• Data records:
********

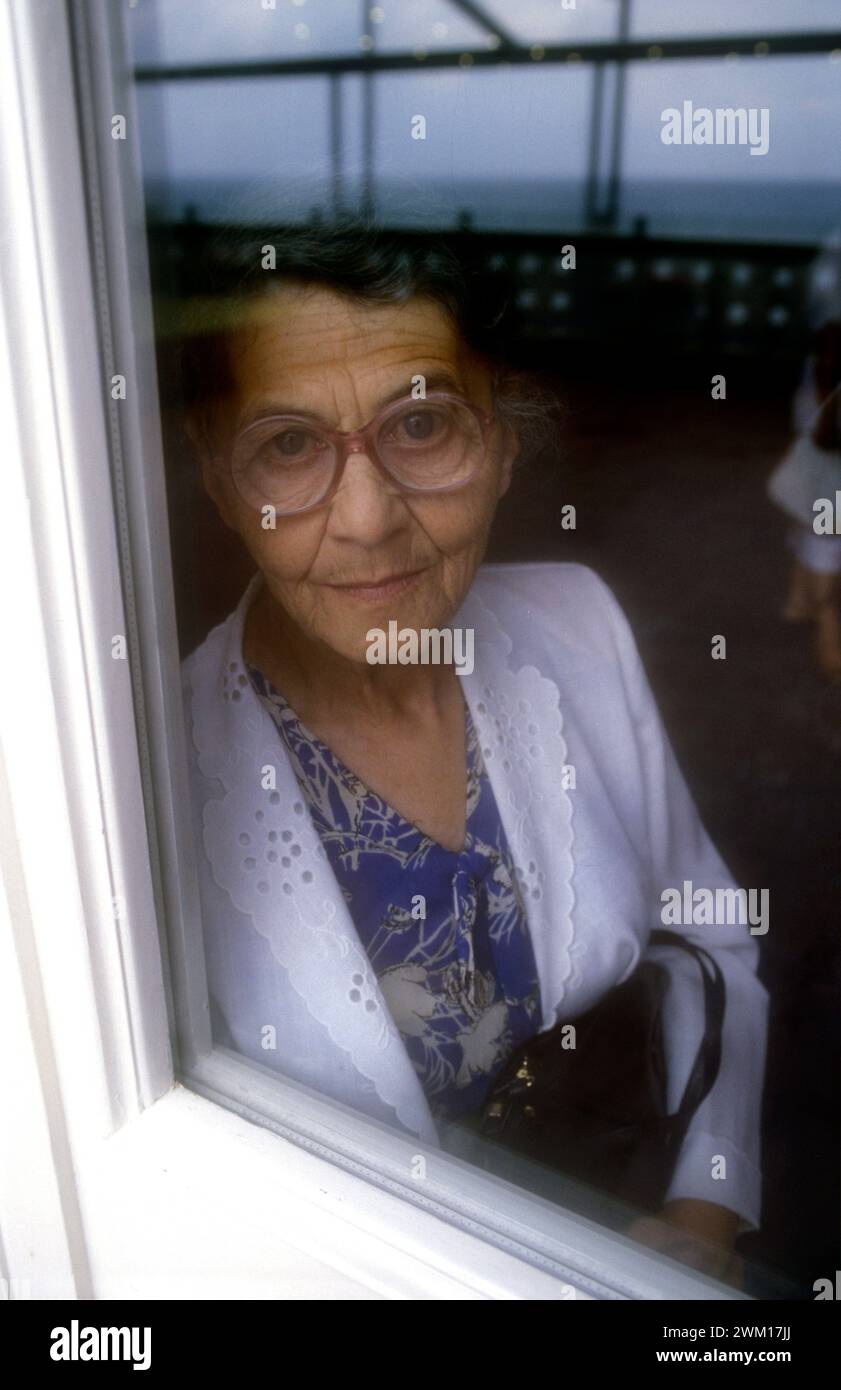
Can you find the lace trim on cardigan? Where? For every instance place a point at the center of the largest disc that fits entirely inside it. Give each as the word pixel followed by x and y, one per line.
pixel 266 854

********

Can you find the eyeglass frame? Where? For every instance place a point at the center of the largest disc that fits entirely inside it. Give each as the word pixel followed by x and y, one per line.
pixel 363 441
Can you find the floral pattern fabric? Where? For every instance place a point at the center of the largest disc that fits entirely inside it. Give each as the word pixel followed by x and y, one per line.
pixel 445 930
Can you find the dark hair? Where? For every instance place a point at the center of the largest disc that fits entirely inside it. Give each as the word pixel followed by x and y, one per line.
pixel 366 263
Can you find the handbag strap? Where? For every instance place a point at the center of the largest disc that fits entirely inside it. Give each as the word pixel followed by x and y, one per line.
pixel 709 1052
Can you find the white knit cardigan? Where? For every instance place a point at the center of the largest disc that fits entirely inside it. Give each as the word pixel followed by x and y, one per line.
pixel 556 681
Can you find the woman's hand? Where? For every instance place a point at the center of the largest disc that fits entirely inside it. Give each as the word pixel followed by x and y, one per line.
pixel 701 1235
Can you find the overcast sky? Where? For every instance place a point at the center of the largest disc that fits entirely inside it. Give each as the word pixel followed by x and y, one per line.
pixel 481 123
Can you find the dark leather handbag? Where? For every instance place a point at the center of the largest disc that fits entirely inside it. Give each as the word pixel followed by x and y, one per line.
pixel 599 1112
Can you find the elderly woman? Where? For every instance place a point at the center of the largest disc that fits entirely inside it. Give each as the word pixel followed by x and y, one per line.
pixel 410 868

********

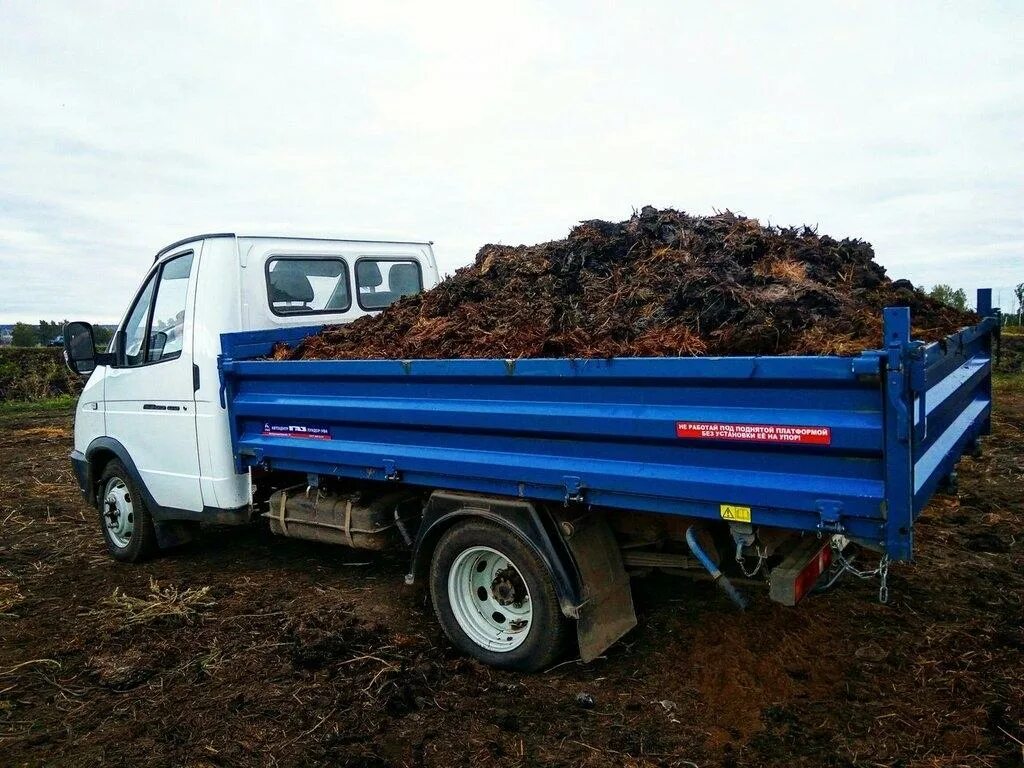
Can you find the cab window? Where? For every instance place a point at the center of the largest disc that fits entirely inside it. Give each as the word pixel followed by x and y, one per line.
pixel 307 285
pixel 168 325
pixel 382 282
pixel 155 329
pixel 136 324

********

• The task:
Return each line of the listing above that contains the word "window".

• Task response:
Can you find the cab window? Where? For every instance place a point at the center of the largest disc that fits entirely inside it. Give each as the word pixel followed by x and y, one per line.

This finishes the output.